» Short problem
Rewrite the portion of the entries that opens with the line containing "q: dog's white ear" and closes with the line containing "top-left (548, 773), bottom-right (814, 952)", both lines included and the requests kept in full, with 50 added to every bounding-box coordinate in the answers. Leave the requests and their format samples unchanged.

» Data listing
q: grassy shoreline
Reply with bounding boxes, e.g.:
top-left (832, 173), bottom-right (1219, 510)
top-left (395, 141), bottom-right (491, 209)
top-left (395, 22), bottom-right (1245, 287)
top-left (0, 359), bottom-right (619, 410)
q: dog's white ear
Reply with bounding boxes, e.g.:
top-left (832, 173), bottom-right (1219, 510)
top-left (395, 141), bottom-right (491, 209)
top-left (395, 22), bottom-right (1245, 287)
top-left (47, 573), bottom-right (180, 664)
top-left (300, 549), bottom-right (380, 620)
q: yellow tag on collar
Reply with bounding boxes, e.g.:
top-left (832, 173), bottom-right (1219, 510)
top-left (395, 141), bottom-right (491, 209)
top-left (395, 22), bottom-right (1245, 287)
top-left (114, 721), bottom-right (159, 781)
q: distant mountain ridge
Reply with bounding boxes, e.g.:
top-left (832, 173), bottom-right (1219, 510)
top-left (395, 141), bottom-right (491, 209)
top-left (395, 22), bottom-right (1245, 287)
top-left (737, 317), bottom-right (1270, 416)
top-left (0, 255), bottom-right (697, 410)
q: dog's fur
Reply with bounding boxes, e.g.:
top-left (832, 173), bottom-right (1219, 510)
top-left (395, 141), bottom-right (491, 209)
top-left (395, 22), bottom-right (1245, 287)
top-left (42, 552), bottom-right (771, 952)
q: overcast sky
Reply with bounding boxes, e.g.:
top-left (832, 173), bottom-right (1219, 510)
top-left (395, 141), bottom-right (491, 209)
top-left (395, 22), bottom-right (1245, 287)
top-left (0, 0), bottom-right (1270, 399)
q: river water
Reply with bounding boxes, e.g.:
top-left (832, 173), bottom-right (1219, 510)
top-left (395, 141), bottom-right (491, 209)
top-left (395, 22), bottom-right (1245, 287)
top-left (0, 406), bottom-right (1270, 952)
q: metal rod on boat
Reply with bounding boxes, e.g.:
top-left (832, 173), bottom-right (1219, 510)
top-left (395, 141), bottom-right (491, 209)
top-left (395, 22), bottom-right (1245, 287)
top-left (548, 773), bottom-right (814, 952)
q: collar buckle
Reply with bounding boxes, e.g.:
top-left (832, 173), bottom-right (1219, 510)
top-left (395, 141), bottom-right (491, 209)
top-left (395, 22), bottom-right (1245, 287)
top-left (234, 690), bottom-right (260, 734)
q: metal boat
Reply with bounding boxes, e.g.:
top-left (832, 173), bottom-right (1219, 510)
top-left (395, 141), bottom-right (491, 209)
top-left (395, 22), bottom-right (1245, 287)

» Final answer
q: dog's white ear
Reply with bounding boxes, e.g.:
top-left (832, 173), bottom-right (1219, 510)
top-left (395, 141), bottom-right (491, 209)
top-left (395, 22), bottom-right (1245, 287)
top-left (97, 623), bottom-right (230, 714)
top-left (350, 599), bottom-right (430, 670)
q: yellow tag on collar
Reply with bounding boxes, e.g.:
top-left (832, 173), bottom-right (1219, 510)
top-left (395, 141), bottom-right (491, 209)
top-left (395, 22), bottom-right (1245, 287)
top-left (164, 771), bottom-right (209, 831)
q: distant mountain ridge
Reply with bounding boxes, e.g.:
top-left (832, 173), bottom-right (1219, 510)
top-left (395, 141), bottom-right (491, 209)
top-left (395, 22), bottom-right (1245, 287)
top-left (787, 367), bottom-right (1320, 466)
top-left (50, 305), bottom-right (747, 460)
q: dog's fur
Reply with bounding boxes, e.g.:
top-left (832, 173), bottom-right (1219, 510)
top-left (395, 141), bottom-right (491, 209)
top-left (395, 22), bottom-right (1245, 287)
top-left (92, 602), bottom-right (821, 1002)
q: overcast sky
Reply with bounding boxes, e.g.:
top-left (832, 173), bottom-right (1219, 510)
top-left (395, 141), bottom-right (491, 209)
top-left (395, 22), bottom-right (1245, 287)
top-left (50, 50), bottom-right (1320, 449)
q: river water
Reply with bounding boxes, e.g.:
top-left (832, 173), bottom-right (1219, 510)
top-left (395, 141), bottom-right (491, 209)
top-left (395, 22), bottom-right (1245, 287)
top-left (50, 456), bottom-right (1320, 1002)
q: metal rod on boat
Reply with bounding boxes, e.g.:
top-left (832, 173), bottom-right (1219, 510)
top-left (395, 141), bottom-right (491, 209)
top-left (395, 22), bottom-right (1245, 287)
top-left (598, 823), bottom-right (864, 1002)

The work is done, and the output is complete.